• _Brief_
Tally the lines in the entries below that contain the word "doorway". Reply with the number alone.
BEGIN Dataset content
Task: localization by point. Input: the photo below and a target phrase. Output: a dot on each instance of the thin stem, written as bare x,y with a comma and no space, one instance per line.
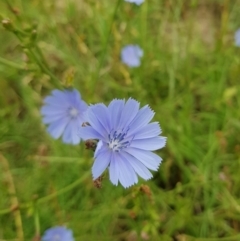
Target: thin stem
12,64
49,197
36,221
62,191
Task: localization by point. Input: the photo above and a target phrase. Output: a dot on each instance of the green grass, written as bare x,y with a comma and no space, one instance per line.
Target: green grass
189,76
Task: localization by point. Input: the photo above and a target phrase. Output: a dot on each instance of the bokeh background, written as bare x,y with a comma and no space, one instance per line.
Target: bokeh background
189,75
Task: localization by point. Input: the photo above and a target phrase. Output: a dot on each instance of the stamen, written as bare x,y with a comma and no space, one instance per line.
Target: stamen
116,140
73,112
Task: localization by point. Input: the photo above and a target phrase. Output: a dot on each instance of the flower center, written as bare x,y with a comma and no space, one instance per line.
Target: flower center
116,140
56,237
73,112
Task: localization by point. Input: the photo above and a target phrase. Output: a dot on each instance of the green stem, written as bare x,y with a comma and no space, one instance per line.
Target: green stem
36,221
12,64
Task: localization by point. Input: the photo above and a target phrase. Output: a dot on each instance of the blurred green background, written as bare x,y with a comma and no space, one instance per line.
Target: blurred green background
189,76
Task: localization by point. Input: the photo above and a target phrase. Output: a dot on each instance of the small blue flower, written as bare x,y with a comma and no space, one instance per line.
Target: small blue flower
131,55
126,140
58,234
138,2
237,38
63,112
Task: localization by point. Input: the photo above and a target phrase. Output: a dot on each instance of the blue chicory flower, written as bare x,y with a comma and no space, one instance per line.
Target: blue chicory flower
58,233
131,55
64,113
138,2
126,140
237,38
END Dataset content
BEGIN Dataset content
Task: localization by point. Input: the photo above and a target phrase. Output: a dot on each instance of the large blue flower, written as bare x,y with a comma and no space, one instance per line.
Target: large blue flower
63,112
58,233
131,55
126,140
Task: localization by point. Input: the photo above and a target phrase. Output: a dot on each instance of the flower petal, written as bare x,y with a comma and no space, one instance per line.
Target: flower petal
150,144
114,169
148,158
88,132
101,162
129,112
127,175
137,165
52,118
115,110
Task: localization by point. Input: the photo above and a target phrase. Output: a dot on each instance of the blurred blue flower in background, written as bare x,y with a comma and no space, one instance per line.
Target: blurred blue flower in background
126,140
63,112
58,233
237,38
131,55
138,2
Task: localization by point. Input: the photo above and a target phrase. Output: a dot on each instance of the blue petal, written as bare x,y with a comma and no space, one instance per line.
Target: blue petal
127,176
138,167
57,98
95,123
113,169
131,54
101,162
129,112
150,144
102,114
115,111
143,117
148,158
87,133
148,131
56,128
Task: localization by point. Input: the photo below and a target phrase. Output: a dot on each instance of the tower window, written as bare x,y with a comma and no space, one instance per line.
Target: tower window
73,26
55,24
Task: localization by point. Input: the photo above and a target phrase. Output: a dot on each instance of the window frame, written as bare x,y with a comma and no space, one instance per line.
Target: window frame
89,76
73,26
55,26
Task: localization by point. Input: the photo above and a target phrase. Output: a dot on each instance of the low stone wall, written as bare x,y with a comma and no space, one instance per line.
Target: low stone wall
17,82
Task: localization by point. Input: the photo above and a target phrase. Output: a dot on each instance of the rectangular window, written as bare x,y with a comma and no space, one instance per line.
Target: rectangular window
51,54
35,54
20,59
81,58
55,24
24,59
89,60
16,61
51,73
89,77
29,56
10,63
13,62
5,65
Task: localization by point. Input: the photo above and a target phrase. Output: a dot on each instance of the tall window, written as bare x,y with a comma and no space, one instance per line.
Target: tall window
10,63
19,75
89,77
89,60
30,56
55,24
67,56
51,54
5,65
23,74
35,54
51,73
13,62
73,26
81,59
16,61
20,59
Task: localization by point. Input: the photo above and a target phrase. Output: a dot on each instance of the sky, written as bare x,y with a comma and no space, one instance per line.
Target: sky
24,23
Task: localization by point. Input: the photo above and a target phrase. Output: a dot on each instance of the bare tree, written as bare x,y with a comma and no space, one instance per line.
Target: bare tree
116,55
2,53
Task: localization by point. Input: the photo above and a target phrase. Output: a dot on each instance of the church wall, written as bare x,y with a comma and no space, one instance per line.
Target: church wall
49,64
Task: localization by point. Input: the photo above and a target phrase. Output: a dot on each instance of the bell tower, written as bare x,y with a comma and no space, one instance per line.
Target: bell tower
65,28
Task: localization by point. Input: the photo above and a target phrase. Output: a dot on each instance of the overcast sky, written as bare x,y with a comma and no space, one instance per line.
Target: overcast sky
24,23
END Dataset content
BEGIN Dataset content
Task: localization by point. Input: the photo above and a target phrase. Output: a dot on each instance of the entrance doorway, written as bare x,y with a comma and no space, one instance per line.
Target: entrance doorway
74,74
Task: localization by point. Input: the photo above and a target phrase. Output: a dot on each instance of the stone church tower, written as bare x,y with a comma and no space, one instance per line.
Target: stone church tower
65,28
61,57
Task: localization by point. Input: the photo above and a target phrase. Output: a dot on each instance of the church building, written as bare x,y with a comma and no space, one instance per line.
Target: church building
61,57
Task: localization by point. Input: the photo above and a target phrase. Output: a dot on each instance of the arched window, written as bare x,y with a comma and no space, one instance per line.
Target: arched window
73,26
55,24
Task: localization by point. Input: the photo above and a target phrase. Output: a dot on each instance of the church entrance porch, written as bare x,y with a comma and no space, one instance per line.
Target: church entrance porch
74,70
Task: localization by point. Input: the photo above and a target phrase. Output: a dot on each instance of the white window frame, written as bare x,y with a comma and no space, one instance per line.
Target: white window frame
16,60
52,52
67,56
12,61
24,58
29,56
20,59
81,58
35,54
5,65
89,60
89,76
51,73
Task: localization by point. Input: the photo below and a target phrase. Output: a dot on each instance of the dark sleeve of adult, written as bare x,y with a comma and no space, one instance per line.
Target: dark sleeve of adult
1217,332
END Dataset content
• _Reply to the exercise_
2